Description of the task> Your task is to transcribe each record exactly and to omit every image.

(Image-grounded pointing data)
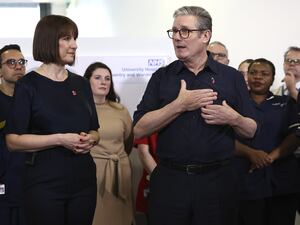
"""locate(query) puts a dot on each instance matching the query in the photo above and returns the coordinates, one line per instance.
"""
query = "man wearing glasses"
(219, 52)
(196, 105)
(12, 68)
(291, 67)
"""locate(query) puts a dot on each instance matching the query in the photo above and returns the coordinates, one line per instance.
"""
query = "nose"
(74, 43)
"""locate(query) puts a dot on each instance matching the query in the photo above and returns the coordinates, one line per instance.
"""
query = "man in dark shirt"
(12, 68)
(196, 104)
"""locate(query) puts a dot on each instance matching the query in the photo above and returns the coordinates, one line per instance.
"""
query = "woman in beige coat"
(114, 180)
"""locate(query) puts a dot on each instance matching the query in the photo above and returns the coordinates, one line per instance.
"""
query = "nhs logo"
(156, 62)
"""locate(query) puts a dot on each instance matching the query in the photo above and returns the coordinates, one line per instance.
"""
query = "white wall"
(249, 28)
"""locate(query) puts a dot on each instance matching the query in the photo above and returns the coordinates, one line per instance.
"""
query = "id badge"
(2, 189)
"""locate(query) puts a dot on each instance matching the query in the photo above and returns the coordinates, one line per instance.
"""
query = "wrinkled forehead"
(293, 55)
(185, 21)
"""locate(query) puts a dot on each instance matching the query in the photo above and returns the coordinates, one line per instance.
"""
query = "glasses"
(12, 63)
(183, 33)
(219, 55)
(292, 61)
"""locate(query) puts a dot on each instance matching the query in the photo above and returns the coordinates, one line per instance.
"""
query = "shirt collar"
(210, 64)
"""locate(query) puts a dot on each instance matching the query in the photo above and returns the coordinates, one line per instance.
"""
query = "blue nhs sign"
(156, 62)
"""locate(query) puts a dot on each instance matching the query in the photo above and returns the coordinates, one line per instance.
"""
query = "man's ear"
(207, 36)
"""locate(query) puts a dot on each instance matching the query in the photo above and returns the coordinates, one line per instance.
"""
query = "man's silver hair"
(292, 48)
(204, 20)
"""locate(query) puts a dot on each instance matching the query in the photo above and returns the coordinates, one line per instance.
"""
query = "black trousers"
(282, 209)
(178, 198)
(253, 212)
(60, 189)
(276, 210)
(12, 215)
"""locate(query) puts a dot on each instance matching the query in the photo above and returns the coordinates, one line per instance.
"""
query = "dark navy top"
(11, 163)
(43, 106)
(276, 116)
(298, 110)
(188, 138)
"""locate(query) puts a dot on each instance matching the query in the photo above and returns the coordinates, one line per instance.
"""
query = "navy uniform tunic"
(277, 118)
(11, 163)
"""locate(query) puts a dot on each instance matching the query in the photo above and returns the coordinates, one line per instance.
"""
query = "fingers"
(183, 85)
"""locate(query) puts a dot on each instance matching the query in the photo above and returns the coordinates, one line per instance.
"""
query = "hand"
(290, 82)
(78, 143)
(219, 114)
(194, 99)
(86, 143)
(259, 159)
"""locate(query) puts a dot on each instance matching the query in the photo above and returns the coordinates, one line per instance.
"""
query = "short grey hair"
(292, 48)
(204, 20)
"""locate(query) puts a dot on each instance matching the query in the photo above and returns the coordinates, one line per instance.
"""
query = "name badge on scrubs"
(2, 189)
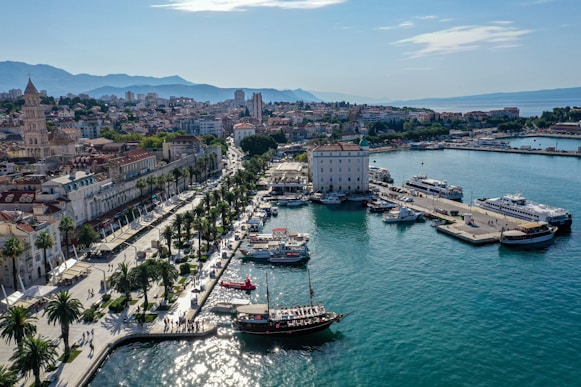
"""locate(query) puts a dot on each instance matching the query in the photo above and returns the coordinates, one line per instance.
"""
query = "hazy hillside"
(57, 82)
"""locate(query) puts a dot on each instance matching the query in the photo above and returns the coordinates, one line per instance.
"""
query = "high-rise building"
(239, 98)
(257, 106)
(35, 132)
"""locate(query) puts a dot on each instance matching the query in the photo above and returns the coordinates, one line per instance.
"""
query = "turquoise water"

Output of the task>
"""locate(query) puts a dot on each instance matching the query in the photo above and returns the coordinates, one line per instance.
"""
query = "man wearing glasses"
(219, 52)
(196, 105)
(12, 68)
(291, 67)
"""locate(query) puts a dot on each instance matching the query in the photo above and returns the coordinates, one line per instance.
"""
query = "nose"
(74, 43)
"""locate(query) puts a dot on each instance matching the query in the photo above and returns the coordinates, one line per instance.
"""
query = "man in dark shirt"
(12, 68)
(196, 104)
"""locate(query) puts a dot on each instance matching the query in the photo above and returns the coordinates, one line per instance.
"""
query = "woman in beige coat"
(114, 180)
"""locate(query) puts a dot on each instance matching the query in the photo above and returns the coordinates, one line per instance.
"""
query = "nhs logo"
(156, 62)
"""locate(query) puts a dot on each instance matching the query in the photo above and returns the coordinates, one line per instance.
"""
query = "white wall"
(249, 28)
"""locate(query) puts a dot on each instance matching the query in the photo above and returns the coordinates, one line per instance.
"""
query = "id badge"
(2, 189)
"""locate(query) puts a dot on each instance matching the query in the photo above and returns the coordinates, one line per instance.
"""
query = "wrinkled forehead"
(293, 55)
(185, 21)
"""locate(query) puts a dot on each instance matching the query in the photo above and returns the coordinates, one line per instance.
"""
query = "glasses"
(12, 63)
(183, 33)
(219, 55)
(292, 61)
"""locate(query) puts a dot on each instance matching the query in the photo above and returns the coordinates, one line per instance.
"""
query = "shirt collar"
(210, 64)
"""locate(query) puts a dot on each instance matching the query in the photo above and returns the coordinates, one line per instance.
"""
query = "blue nhs sign"
(156, 62)
"""locate(query) puts a dot on each instance matching the query in the photo above and returns the coordinates, one line per instance.
"""
query = "man's ear"
(207, 36)
"""locate(query) puts a dot on each instance matching the query in the photo above and returns the coordinates, one line per instance.
"""
query = "man's silver hair"
(292, 48)
(204, 20)
"""locate(query) puts a dot on each instance matching the query in the photo above and returns the coordinates, one line per instance.
"""
query = "black trousers"
(282, 209)
(178, 198)
(253, 212)
(60, 189)
(276, 210)
(12, 215)
"""locate(query) puts a dot on each instance matching the query in the photo above and returns the coordinates, one line per instance.
"""
query = "dark navy top"
(11, 163)
(43, 106)
(276, 116)
(298, 110)
(188, 138)
"""locate(query) puts a dot on each instance matching the query in the photo above and returns the coordinates, one line per instance.
"""
query = "navy uniform tunic"
(277, 118)
(11, 163)
"""locate(query) puts a dot on each instance matching the query in the photo above and returns the coordinates, one line per instance.
"""
query = "fingers"
(183, 85)
"""locate(query) puts a dot on each instance matching the query in the photo above and returns the coordinates, one line per instance.
"""
query = "hand"
(290, 82)
(78, 143)
(219, 114)
(194, 99)
(86, 143)
(259, 159)
"""locate(query) puts a dot on each instance matching the query in the photo above and returns the coordinates, one line per instance.
"""
query = "short grey hair"
(292, 48)
(204, 20)
"""locate(query) puts a dot on each instance matching the query in the photo above and returns the coordinates, one line per instance.
"""
query = "name badge on scrubs"
(2, 189)
"""locate(query) puts a dot on each instance matching the query in the photo above and returns the coordinates, one line per instance.
"""
query = "hazy hillside"
(57, 82)
"""locate(query) puts a dot on each instance matching the query in the photo above and returns the coordinates, one line per instance.
"""
query = "high-rise building"
(239, 98)
(257, 106)
(35, 132)
"""locate(query) puts a dot on each instance matching the query in the photo above and returns the coordinates, one line per instance.
"""
query = "turquoise water"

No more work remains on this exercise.